===== MATERIAL FOR THIS EXERCISE =====

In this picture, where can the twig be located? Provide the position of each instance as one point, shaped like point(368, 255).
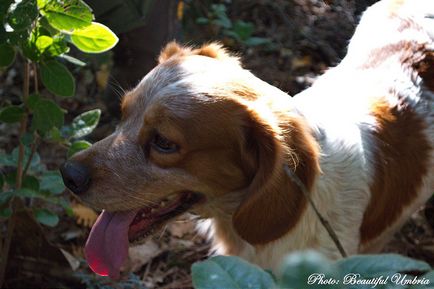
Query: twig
point(323, 221)
point(19, 178)
point(32, 153)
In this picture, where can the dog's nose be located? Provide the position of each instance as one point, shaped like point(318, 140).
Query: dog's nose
point(76, 176)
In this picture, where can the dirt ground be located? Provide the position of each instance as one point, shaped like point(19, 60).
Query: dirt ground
point(307, 36)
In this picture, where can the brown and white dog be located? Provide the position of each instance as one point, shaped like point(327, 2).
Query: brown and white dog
point(201, 134)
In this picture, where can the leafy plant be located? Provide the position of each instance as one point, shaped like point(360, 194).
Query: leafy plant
point(39, 33)
point(310, 270)
point(239, 31)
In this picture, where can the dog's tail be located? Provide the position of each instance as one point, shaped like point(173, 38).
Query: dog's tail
point(390, 23)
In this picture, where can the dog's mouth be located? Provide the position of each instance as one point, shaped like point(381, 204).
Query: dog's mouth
point(107, 246)
point(151, 218)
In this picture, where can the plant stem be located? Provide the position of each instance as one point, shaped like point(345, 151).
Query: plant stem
point(19, 179)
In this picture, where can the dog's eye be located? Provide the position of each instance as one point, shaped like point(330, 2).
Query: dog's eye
point(163, 145)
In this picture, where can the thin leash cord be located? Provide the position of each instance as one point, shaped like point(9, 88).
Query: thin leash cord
point(323, 221)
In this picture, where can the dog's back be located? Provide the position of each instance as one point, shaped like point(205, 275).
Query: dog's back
point(374, 112)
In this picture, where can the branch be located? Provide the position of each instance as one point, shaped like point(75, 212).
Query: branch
point(323, 221)
point(19, 179)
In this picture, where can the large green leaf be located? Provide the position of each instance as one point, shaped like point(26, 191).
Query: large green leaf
point(58, 47)
point(304, 270)
point(46, 217)
point(22, 14)
point(5, 212)
point(7, 55)
point(43, 42)
point(95, 38)
point(78, 146)
point(4, 7)
point(46, 115)
point(229, 272)
point(71, 15)
point(12, 159)
point(85, 123)
point(57, 78)
point(52, 182)
point(11, 114)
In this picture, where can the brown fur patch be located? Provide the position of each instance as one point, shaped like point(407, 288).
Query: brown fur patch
point(274, 203)
point(212, 50)
point(400, 164)
point(425, 69)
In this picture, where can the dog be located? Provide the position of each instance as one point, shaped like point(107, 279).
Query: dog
point(200, 134)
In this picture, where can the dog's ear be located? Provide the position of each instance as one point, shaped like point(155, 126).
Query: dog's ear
point(172, 49)
point(213, 50)
point(217, 51)
point(274, 203)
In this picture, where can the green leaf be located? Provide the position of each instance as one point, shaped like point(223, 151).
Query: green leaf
point(375, 265)
point(27, 151)
point(46, 115)
point(7, 55)
point(32, 100)
point(22, 14)
point(4, 7)
point(27, 139)
point(46, 217)
point(52, 182)
point(5, 212)
point(58, 47)
point(85, 123)
point(95, 38)
point(57, 78)
point(5, 197)
point(11, 114)
point(72, 60)
point(43, 42)
point(78, 146)
point(30, 182)
point(229, 272)
point(56, 135)
point(297, 269)
point(72, 15)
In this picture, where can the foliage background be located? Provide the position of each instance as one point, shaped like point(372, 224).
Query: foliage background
point(286, 43)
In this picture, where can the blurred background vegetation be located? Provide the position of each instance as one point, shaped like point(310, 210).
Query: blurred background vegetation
point(286, 43)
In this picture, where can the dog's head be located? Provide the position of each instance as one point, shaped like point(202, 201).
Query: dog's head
point(198, 133)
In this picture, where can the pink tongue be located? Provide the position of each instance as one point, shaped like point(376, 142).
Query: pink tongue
point(107, 246)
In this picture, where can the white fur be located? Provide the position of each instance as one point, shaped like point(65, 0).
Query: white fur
point(337, 109)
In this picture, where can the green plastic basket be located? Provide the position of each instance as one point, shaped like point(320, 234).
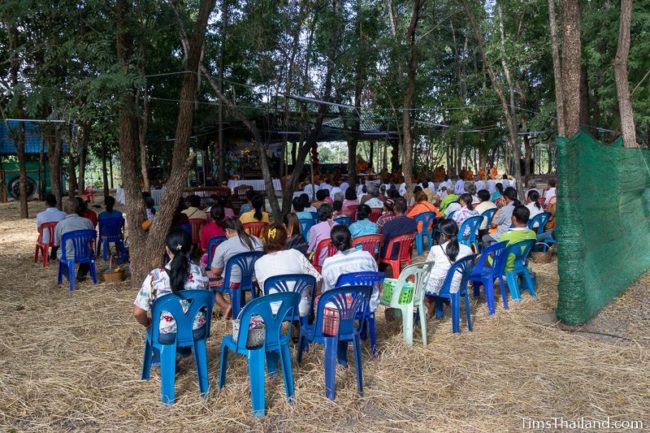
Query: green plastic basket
point(405, 296)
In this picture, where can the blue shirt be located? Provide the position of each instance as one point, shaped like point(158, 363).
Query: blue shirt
point(363, 227)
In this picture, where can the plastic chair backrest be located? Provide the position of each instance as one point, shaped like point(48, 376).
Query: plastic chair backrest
point(418, 274)
point(405, 245)
point(255, 228)
point(488, 216)
point(370, 243)
point(83, 242)
point(212, 246)
point(463, 266)
point(111, 228)
point(171, 303)
point(424, 220)
point(285, 302)
point(343, 220)
point(350, 302)
point(541, 220)
point(49, 228)
point(246, 264)
point(521, 250)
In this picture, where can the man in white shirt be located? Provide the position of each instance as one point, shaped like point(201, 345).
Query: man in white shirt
point(50, 214)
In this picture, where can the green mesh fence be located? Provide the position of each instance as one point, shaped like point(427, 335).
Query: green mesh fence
point(603, 223)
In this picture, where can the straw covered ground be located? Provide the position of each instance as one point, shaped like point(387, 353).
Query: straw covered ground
point(71, 362)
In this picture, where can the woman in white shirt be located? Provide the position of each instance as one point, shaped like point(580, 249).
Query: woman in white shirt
point(443, 257)
point(281, 261)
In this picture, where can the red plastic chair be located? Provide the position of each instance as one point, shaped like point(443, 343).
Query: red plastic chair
point(375, 213)
point(405, 245)
point(255, 229)
point(44, 247)
point(331, 250)
point(370, 243)
point(197, 224)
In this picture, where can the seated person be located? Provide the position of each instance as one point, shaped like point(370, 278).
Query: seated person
point(346, 260)
point(178, 274)
point(72, 222)
point(363, 226)
point(443, 257)
point(238, 241)
point(257, 214)
point(520, 232)
point(280, 260)
point(194, 211)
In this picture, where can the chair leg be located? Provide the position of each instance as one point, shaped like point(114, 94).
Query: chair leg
point(513, 286)
point(167, 372)
point(256, 375)
point(287, 372)
point(223, 366)
point(358, 363)
point(488, 286)
point(201, 363)
point(331, 346)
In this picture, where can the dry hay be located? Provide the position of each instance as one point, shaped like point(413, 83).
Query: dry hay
point(71, 362)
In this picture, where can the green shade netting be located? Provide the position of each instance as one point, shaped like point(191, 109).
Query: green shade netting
point(603, 223)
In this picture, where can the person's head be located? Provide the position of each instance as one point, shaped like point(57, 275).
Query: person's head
point(466, 200)
point(400, 205)
point(50, 200)
point(533, 197)
point(484, 195)
point(178, 244)
point(274, 238)
point(109, 203)
point(324, 212)
point(449, 230)
point(70, 205)
point(520, 216)
point(298, 204)
point(194, 201)
point(363, 212)
point(292, 223)
point(258, 205)
point(341, 237)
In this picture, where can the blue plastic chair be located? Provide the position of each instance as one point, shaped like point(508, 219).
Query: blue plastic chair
point(424, 220)
point(343, 220)
point(246, 264)
point(349, 302)
point(212, 245)
point(484, 274)
point(470, 225)
point(110, 230)
point(305, 225)
point(275, 345)
point(520, 250)
point(292, 283)
point(375, 280)
point(463, 266)
point(83, 242)
point(184, 336)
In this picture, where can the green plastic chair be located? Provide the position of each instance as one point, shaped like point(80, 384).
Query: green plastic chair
point(407, 302)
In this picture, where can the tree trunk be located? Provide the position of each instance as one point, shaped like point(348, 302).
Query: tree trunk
point(557, 71)
point(620, 74)
point(407, 165)
point(571, 60)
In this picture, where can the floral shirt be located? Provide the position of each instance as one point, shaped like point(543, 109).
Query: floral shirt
point(157, 284)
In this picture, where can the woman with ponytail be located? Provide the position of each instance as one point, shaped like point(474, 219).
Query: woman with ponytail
point(238, 241)
point(178, 274)
point(443, 257)
point(257, 214)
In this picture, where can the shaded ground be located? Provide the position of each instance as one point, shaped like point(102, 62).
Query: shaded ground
point(71, 362)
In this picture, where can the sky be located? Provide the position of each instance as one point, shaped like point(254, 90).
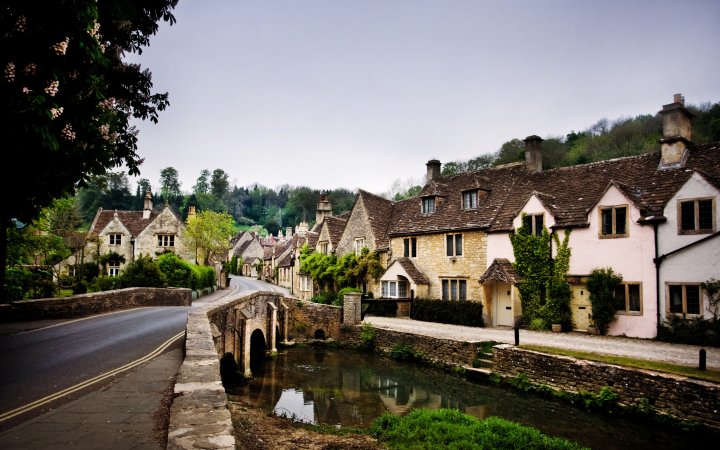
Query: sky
point(360, 94)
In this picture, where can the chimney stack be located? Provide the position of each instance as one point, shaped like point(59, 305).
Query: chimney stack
point(433, 170)
point(533, 153)
point(323, 209)
point(677, 133)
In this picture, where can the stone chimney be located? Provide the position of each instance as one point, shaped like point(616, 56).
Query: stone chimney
point(533, 153)
point(433, 170)
point(677, 133)
point(147, 208)
point(324, 208)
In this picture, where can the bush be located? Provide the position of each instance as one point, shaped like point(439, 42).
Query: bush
point(601, 285)
point(178, 272)
point(143, 272)
point(459, 313)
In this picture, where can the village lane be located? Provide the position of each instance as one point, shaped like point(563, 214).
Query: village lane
point(680, 354)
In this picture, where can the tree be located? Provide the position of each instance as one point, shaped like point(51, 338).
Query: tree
point(601, 286)
point(68, 96)
point(201, 185)
point(209, 232)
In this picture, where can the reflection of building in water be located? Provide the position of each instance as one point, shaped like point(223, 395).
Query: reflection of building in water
point(292, 405)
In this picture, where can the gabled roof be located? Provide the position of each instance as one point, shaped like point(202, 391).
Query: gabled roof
point(500, 270)
point(133, 220)
point(379, 212)
point(411, 270)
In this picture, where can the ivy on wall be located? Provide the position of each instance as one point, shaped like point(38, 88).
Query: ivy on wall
point(544, 291)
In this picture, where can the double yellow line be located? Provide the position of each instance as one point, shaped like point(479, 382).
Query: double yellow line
point(52, 397)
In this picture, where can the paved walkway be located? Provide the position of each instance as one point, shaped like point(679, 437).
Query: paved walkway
point(685, 355)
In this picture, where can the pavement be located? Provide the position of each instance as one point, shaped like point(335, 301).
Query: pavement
point(127, 414)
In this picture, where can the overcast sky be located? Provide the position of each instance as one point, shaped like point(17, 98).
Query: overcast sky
point(362, 93)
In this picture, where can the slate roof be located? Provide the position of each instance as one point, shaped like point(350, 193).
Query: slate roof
point(501, 270)
point(379, 212)
point(411, 270)
point(133, 220)
point(569, 193)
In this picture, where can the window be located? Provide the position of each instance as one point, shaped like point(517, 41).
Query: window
point(684, 298)
point(359, 244)
point(627, 298)
point(454, 289)
point(470, 199)
point(394, 289)
point(166, 240)
point(304, 283)
point(428, 205)
point(410, 247)
point(534, 223)
point(613, 222)
point(453, 244)
point(696, 216)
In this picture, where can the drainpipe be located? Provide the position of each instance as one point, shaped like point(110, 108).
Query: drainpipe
point(658, 262)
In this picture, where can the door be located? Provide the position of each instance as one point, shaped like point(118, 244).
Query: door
point(503, 305)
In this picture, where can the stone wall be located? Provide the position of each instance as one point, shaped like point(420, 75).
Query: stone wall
point(437, 352)
point(677, 396)
point(95, 303)
point(432, 260)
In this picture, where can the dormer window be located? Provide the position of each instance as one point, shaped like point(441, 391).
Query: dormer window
point(428, 206)
point(470, 199)
point(696, 216)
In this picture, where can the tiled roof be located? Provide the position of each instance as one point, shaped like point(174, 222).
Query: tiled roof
point(501, 270)
point(569, 193)
point(379, 212)
point(335, 226)
point(412, 270)
point(133, 220)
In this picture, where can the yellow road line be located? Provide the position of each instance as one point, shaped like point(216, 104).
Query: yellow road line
point(37, 403)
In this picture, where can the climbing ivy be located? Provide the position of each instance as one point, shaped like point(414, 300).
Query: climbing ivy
point(544, 291)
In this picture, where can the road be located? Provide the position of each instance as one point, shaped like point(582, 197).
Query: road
point(48, 366)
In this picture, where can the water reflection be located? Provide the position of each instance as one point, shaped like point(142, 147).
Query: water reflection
point(346, 388)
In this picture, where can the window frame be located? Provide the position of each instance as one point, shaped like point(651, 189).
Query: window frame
point(451, 245)
point(696, 216)
point(684, 286)
point(532, 221)
point(166, 240)
point(453, 289)
point(613, 211)
point(470, 199)
point(428, 205)
point(410, 247)
point(625, 310)
point(359, 244)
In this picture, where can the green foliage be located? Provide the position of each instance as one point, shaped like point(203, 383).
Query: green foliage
point(178, 272)
point(450, 428)
point(203, 277)
point(601, 286)
point(544, 292)
point(142, 272)
point(445, 311)
point(367, 336)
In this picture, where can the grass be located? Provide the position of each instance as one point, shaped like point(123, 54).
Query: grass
point(452, 429)
point(692, 372)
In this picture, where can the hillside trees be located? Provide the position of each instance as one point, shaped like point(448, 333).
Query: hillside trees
point(68, 97)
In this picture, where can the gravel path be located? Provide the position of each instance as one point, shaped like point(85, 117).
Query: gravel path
point(686, 355)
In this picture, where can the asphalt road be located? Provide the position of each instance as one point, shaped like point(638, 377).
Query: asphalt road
point(40, 363)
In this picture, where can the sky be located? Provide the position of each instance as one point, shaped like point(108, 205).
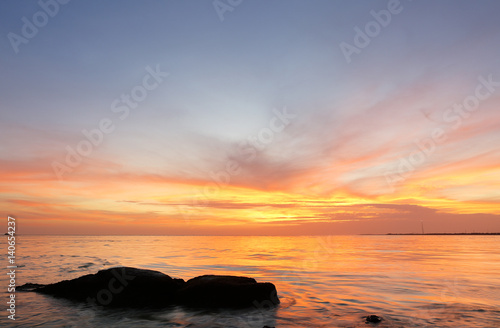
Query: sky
point(239, 117)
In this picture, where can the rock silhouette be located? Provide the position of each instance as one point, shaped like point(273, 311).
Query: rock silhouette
point(132, 287)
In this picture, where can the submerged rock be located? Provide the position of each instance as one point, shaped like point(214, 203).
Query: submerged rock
point(373, 319)
point(124, 286)
point(132, 287)
point(220, 291)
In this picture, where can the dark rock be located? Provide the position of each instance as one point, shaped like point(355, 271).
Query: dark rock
point(131, 287)
point(373, 319)
point(224, 291)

=====

▶ _EXERCISE DESCRIPTION_: Rewrite the part that opens with the line containing "In this picture, where can the grass" and closes with the line containing "point(692, 372)" as a two-column CSV with the headers item_text and answer. Give one row per item, with each field in double quotation marks and every line break replaced by a space.

▶ _THE REPLY_:
item_text,answer
"In this picture, where can the grass be located? Provide the position of each instance as one point, shaped like point(123, 54). Query: grass","point(452, 429) point(692, 372)"